_Requirement A_
Which lines in the entries below contain the word "flower"? Pull out each of them.
===== Passage provided
Stupid Contentment
3rd Sunday of Advent

Douglas P. McManaman
Dec. 14, 2014
Reproduced with Permission

the LORD has anointed me, he has sent me to bring good news to the oppressed, to heal the broken-hearted, to proclaim liberty to slaves and release to the prisoners,

As I went over the readings in preparation for this homily, the thought occurred to me that to most people, these words from Isaiah would mean very little. They would have no personal relevance, because many people do not see themselves as oppressed, broken-hearted, as slaves and in prison. And that is why the message of the gospel has little relevance for so many people; they simply don't know that they are in prison, or that they are slaves.
==========
_Requirement B_
Can you repeat the stretch of the Advent homily above from "Douglas P. McManaman" through "they are slaves." word for word?
===== Raw records
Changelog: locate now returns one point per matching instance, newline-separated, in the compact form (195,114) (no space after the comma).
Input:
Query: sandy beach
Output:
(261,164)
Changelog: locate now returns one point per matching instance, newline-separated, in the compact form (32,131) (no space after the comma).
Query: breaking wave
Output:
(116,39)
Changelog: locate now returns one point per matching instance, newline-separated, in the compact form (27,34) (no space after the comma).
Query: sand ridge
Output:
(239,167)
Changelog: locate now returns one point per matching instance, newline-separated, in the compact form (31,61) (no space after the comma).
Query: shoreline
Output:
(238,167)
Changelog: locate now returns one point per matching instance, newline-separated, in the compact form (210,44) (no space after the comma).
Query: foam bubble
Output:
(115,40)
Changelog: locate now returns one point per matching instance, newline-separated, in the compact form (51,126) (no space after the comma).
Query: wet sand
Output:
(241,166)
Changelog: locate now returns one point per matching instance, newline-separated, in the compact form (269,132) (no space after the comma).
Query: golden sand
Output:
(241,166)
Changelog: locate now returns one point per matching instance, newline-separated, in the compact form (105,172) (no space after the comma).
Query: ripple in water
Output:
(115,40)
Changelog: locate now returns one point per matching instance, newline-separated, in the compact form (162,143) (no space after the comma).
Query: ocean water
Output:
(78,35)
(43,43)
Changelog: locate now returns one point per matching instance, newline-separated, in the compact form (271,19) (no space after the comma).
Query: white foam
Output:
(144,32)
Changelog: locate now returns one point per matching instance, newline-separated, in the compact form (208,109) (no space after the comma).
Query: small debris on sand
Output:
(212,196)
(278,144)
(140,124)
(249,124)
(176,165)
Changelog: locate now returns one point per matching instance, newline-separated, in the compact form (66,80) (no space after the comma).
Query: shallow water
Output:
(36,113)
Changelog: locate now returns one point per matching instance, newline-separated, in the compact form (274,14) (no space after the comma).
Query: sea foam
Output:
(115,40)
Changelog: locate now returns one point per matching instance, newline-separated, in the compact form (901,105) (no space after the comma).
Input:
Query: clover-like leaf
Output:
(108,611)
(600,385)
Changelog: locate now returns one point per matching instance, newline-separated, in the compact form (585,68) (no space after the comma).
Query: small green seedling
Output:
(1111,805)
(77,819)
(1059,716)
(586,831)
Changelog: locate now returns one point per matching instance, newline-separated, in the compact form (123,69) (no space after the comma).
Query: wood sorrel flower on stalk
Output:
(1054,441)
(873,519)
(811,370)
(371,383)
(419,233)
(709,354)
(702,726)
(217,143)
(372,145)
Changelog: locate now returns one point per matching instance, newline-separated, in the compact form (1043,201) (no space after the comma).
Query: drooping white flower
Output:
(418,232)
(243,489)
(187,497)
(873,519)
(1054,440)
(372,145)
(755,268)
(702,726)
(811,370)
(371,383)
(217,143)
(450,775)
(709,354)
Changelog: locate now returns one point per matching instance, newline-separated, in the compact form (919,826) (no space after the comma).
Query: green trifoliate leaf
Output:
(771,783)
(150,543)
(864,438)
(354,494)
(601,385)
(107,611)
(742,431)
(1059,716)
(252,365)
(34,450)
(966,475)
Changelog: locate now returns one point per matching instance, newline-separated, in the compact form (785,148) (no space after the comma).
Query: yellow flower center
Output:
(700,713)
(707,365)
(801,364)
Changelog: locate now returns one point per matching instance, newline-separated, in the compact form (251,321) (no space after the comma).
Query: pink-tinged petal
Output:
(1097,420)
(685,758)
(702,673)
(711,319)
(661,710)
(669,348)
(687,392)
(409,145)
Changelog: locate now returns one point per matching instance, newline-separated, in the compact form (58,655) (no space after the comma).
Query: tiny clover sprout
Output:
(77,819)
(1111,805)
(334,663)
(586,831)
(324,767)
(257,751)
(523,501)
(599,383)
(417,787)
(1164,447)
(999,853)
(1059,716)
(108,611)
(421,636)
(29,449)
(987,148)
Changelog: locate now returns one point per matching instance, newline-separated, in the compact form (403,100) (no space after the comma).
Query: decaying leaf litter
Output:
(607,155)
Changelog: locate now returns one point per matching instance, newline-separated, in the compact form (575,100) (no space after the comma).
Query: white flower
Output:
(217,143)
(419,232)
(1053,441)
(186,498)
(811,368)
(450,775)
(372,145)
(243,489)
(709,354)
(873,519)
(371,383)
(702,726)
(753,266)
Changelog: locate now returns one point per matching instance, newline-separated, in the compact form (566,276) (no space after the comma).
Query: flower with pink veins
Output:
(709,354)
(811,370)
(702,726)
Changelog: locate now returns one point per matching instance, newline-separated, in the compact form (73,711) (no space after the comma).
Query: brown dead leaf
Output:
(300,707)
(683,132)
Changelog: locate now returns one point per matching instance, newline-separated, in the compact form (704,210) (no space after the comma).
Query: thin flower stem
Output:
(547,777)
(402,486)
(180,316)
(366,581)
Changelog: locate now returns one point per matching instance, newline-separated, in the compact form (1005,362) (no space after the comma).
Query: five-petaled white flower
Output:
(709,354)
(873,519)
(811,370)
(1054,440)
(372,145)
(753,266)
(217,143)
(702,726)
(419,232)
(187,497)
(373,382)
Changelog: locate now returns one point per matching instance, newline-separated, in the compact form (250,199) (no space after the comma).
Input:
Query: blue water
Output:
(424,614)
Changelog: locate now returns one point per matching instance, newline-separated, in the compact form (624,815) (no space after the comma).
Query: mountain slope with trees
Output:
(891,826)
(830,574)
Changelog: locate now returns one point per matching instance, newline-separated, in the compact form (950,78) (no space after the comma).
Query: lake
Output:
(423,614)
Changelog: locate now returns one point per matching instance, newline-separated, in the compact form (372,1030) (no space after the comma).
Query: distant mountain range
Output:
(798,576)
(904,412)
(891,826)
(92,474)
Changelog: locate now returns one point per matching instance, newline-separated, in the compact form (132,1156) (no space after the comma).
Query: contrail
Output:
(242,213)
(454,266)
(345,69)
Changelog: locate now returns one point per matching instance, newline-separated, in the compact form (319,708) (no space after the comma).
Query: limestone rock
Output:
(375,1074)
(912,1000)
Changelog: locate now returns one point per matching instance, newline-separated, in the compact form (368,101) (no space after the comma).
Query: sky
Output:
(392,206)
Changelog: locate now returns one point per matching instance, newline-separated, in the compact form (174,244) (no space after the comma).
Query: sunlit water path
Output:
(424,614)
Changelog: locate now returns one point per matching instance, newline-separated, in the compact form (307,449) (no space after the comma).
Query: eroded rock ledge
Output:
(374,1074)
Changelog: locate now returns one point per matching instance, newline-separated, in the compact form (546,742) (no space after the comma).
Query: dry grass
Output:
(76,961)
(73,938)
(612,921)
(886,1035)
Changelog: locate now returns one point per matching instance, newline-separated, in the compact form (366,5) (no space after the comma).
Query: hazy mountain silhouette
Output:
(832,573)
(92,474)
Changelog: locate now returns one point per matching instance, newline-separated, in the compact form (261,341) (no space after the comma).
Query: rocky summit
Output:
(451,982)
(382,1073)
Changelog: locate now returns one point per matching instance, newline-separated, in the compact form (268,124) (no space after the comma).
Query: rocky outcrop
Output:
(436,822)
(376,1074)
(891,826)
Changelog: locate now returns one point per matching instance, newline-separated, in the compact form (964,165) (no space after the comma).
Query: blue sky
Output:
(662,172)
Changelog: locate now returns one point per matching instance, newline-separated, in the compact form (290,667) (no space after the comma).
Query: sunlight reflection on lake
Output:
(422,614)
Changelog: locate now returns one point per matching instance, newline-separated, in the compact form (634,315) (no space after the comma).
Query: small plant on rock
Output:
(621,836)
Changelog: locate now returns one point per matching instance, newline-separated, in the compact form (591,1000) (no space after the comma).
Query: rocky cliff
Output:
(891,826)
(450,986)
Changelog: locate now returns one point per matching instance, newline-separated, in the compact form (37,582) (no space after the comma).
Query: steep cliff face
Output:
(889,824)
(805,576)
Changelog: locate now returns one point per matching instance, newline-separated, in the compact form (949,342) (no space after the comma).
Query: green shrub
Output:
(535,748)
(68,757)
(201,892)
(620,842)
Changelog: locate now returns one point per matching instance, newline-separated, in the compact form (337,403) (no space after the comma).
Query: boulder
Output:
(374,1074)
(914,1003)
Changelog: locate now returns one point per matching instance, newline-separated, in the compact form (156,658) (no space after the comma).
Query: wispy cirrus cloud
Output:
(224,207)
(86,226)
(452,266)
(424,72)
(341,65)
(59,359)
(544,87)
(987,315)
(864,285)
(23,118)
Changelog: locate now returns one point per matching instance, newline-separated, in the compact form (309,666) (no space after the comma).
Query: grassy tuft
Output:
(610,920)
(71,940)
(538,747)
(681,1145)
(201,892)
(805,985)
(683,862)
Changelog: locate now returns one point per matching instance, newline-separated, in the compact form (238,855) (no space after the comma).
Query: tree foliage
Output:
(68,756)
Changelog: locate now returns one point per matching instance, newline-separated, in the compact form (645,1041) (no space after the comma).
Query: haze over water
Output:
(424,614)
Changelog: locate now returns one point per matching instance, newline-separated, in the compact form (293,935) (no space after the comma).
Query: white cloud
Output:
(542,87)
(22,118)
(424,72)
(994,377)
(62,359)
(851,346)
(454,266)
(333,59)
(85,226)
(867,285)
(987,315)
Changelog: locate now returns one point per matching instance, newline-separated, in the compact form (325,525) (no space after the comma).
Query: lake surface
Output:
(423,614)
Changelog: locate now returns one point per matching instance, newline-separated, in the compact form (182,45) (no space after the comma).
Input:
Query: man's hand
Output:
==========
_Written reply A_
Query: wood sorrel flower on stalk
Query: drooping white flower
Query: yellow flower center
Query: white flower
Query: flower with pink veins
Query: thin flower stem
Query: five-petaled white flower

_Written reply B_
Douglas P. McManaman
Dec. 14, 2014
Reproduced with Permission

the LORD has anointed me, he has sent me to bring good news to the oppressed, to heal the broken-hearted, to proclaim liberty to slaves and release to the prisoners,

As I went over the readings in preparation for this homily, the thought occurred to me that to most people, these words from Isaiah would mean very little. They would have no personal relevance, because many people do not see themselves as oppressed, broken-hearted, as slaves and in prison. And that is why the message of the gospel has little relevance for so many people; they simply don't know that they are in prison, or that they are slaves.